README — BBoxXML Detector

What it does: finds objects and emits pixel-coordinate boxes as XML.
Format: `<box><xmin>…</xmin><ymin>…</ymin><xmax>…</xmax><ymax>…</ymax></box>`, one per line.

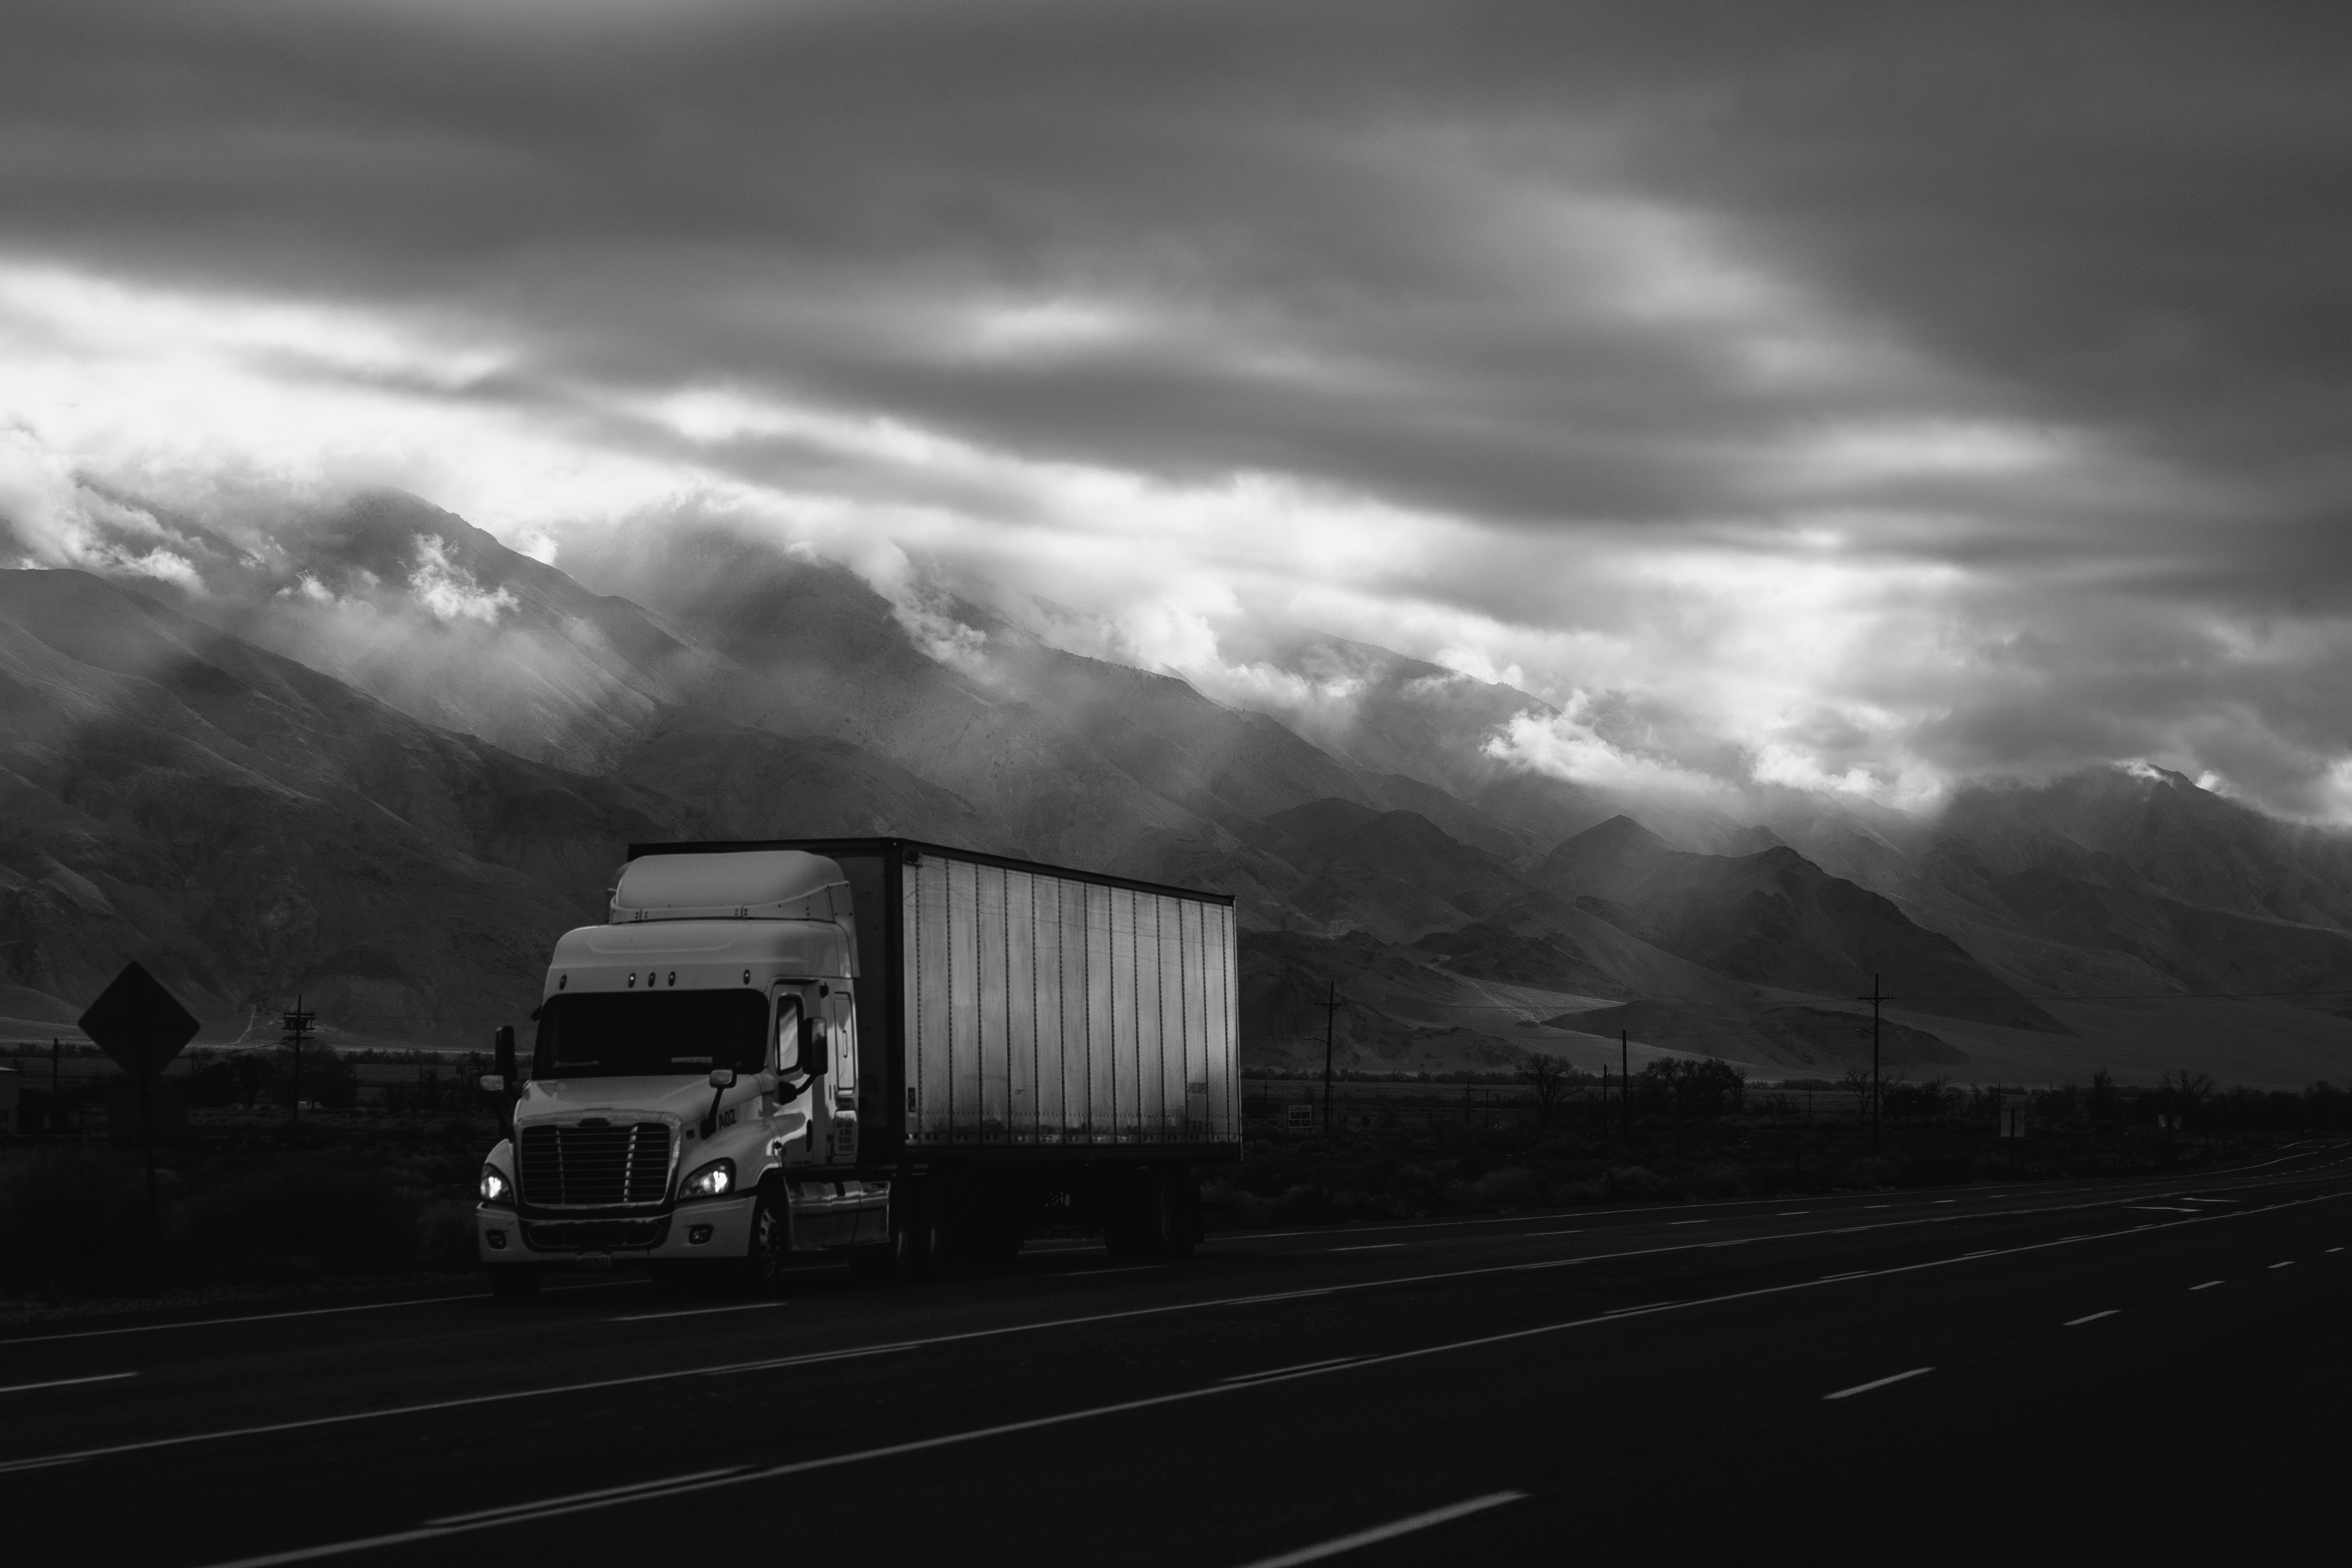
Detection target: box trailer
<box><xmin>474</xmin><ymin>839</ymin><xmax>1241</xmax><ymax>1296</ymax></box>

▶ [The task]: Print the listing verbatim, images excluded.

▶ [Output for this task]:
README — BBoxXML Detector

What it does: finds objects and emits pixel-coordinate boxes as XML.
Format: `<box><xmin>…</xmin><ymin>…</ymin><xmax>…</xmax><ymax>…</ymax></box>`, one per line.

Detection target: box trailer
<box><xmin>474</xmin><ymin>839</ymin><xmax>1241</xmax><ymax>1296</ymax></box>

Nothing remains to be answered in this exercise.